=== DOCUMENT PASSAGE ===

866.2
Body, Sports and Work
Wednesday, July 16, 2014: 3:45 PM
Room: Booth 66
Oral Presentation
Michele GREGORY
,
Social Sciences, City University of New York, Jamaica, NY
Organizations, from financial institutions, government bodies to hospitals are important spaces for understanding the relationship between sports, bodies and production. This relationship is particularly vital when employers use competitive sports to construct hegemonic masculinities, which sometimes affect workplace opportunities for the disabled, immigrants, working classes and ethnic, racial, gender and sexual minorities. In a recent lawsuit filed by former female employees of Goldman Sachs, one alleged that ‘golf’, ‘push-up contests’ and ‘other physical pursuits’ represented the culture of the trading floor (Lattman 2010, p. B1). Other corporations, such as Morgan Stanley have actually settled gender discrimination lawsuits ($46 million) and the use of male sports was notable (Anderson 2007, p. C18). These lawsuits illustrate that competitive male sports are used by employers as a form of cultural capital, excluding women and possibly ‘others’ who have no interest in sports and who do not fit the athletic male model of fitness.

===

Decide whether each statement agrees with the abstract on sports and work, answering yes or no and quoting the words of the abstract that settle it: (a) Morgan Stanley settled gender discrimination lawsuits for $46 million. (b) The lawsuit against Goldman Sachs was filed by former male employees. (c) The session was scheduled for a Wednesday.

=== SUPPLIED RECORDS ===

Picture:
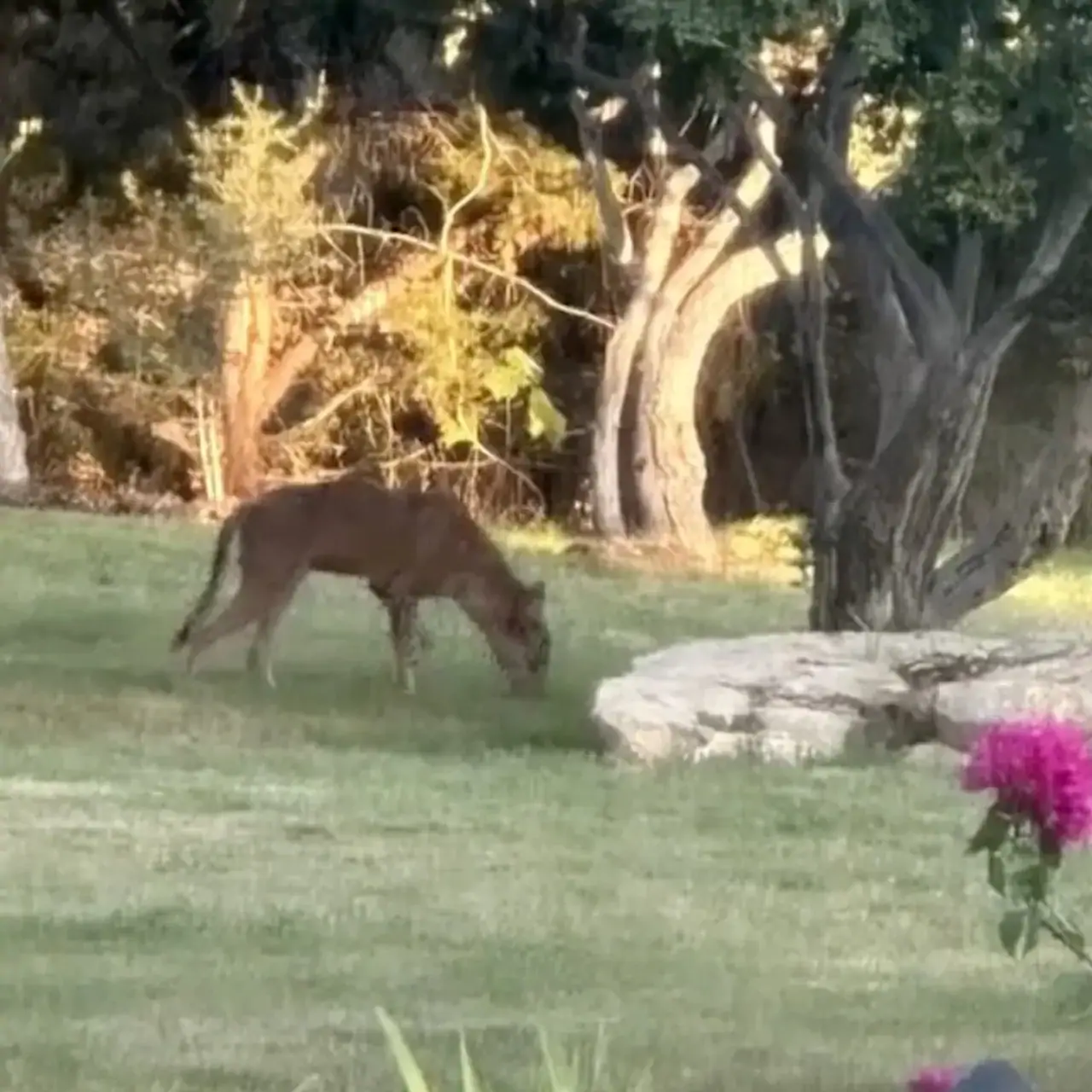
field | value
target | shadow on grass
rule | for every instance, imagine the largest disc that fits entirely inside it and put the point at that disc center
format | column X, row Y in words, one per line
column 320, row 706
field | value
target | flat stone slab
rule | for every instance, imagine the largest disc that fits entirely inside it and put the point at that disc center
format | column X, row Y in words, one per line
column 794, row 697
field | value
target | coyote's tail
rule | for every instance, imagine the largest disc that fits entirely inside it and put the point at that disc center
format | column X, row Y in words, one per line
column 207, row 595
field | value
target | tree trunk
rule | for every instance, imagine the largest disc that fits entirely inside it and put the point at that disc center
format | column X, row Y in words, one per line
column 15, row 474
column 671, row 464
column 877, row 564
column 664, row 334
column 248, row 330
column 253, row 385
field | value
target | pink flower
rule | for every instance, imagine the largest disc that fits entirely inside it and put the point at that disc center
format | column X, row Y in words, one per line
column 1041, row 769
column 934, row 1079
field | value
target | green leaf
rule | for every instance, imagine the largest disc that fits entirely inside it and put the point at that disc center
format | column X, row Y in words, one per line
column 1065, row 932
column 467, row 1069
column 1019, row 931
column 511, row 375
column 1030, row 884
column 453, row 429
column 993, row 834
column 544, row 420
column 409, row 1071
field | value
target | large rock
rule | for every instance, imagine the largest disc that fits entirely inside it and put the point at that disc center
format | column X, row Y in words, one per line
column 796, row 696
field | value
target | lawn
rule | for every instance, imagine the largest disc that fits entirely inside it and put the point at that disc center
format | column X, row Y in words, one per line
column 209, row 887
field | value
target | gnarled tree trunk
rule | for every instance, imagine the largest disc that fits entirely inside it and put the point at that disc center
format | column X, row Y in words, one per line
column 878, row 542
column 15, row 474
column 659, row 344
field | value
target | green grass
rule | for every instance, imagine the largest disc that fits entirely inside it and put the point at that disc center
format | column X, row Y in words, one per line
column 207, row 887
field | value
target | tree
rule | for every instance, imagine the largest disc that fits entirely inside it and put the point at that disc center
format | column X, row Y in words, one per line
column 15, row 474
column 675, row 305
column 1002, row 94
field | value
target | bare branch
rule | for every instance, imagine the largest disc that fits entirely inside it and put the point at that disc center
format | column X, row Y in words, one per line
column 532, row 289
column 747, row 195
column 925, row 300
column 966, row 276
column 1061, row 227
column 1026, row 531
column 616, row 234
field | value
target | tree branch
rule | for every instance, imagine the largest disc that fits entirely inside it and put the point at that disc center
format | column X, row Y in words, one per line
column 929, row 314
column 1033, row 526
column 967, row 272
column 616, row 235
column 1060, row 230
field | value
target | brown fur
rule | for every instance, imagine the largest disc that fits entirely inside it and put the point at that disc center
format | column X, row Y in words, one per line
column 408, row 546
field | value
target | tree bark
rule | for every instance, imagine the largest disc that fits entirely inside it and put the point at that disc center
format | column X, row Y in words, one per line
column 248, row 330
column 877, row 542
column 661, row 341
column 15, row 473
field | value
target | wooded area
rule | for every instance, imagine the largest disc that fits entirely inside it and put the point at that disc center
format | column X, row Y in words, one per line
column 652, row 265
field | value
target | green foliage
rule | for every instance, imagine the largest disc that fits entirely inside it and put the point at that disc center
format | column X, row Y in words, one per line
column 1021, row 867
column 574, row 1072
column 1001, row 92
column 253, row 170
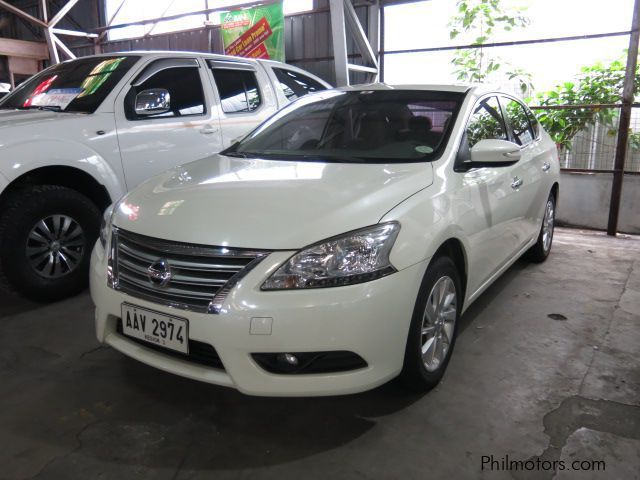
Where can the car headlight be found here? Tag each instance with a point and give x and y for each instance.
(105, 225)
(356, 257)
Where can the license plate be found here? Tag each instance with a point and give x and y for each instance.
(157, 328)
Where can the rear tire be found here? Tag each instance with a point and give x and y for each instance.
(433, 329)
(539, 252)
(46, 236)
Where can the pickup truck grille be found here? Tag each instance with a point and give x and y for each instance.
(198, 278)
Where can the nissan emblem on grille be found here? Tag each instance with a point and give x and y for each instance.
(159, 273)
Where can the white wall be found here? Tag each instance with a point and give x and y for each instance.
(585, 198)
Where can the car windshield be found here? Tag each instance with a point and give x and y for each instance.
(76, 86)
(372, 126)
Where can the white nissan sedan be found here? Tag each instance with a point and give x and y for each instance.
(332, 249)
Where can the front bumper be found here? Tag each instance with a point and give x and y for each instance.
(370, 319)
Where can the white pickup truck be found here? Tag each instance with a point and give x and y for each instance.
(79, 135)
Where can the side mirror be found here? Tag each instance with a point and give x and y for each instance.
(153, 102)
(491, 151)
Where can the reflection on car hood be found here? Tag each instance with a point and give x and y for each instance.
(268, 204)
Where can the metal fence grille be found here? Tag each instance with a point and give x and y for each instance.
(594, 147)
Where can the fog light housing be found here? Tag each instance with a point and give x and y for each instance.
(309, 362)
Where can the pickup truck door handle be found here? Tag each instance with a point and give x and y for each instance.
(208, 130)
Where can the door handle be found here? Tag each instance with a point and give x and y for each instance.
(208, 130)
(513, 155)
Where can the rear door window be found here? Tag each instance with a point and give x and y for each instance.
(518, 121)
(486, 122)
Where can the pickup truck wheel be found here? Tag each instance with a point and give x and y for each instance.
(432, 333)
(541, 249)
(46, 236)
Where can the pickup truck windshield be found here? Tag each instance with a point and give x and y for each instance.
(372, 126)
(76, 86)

===

ANSWER TO THIS EXERCISE
(a) Yes: "Other corporations, such as Morgan Stanley have actually settled gender discrimination lawsuits ($46 million)."
(b) No: "In a recent lawsuit filed by former female employees of Goldman Sachs."
(c) Yes: "Wednesday, July 16, 2014: 3:45 PM."